_YOUR GOAL_
Identify each line in the entries below that contains the word "Could", and copy those lines in full.

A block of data
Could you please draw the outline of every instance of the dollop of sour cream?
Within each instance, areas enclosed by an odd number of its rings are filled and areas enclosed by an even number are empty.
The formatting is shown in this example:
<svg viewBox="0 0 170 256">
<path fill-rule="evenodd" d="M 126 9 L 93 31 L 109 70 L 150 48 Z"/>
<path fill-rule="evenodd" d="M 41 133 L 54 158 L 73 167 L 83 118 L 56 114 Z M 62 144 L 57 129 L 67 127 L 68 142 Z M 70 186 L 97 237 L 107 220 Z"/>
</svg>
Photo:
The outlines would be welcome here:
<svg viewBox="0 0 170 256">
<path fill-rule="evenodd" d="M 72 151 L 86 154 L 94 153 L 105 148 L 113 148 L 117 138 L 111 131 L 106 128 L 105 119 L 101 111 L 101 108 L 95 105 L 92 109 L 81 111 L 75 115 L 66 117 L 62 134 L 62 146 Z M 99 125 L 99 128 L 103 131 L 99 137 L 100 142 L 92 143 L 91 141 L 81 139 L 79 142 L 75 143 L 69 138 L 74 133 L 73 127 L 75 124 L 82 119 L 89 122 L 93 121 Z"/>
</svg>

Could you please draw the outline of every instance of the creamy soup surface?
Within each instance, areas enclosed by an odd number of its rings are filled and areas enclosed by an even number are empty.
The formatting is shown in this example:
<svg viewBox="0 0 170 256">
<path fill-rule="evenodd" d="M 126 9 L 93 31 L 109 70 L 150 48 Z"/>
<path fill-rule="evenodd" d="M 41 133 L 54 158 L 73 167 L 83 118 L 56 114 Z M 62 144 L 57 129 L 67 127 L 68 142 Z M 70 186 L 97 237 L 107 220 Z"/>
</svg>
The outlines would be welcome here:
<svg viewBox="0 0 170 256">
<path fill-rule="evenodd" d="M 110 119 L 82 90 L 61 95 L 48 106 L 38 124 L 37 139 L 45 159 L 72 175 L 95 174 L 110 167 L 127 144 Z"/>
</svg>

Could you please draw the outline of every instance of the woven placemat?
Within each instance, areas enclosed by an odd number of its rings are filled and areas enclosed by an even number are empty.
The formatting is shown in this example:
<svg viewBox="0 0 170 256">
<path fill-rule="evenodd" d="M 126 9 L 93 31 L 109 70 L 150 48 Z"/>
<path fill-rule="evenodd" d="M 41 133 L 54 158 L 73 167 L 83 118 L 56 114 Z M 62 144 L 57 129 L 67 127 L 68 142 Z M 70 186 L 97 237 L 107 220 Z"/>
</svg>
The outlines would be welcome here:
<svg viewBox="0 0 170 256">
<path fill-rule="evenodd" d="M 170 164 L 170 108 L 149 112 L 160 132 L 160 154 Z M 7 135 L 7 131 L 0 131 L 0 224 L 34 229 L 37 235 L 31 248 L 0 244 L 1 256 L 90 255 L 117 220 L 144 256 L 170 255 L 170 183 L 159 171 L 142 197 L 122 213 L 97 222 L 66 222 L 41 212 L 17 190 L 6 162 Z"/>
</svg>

_EXERCISE OUTPUT_
Could you please draw the outline of every instance of the dollop of sour cream?
Could you please draw the outline of every instance of the creamy soup surface?
Could you please draw the outline of every instance of the woven placemat?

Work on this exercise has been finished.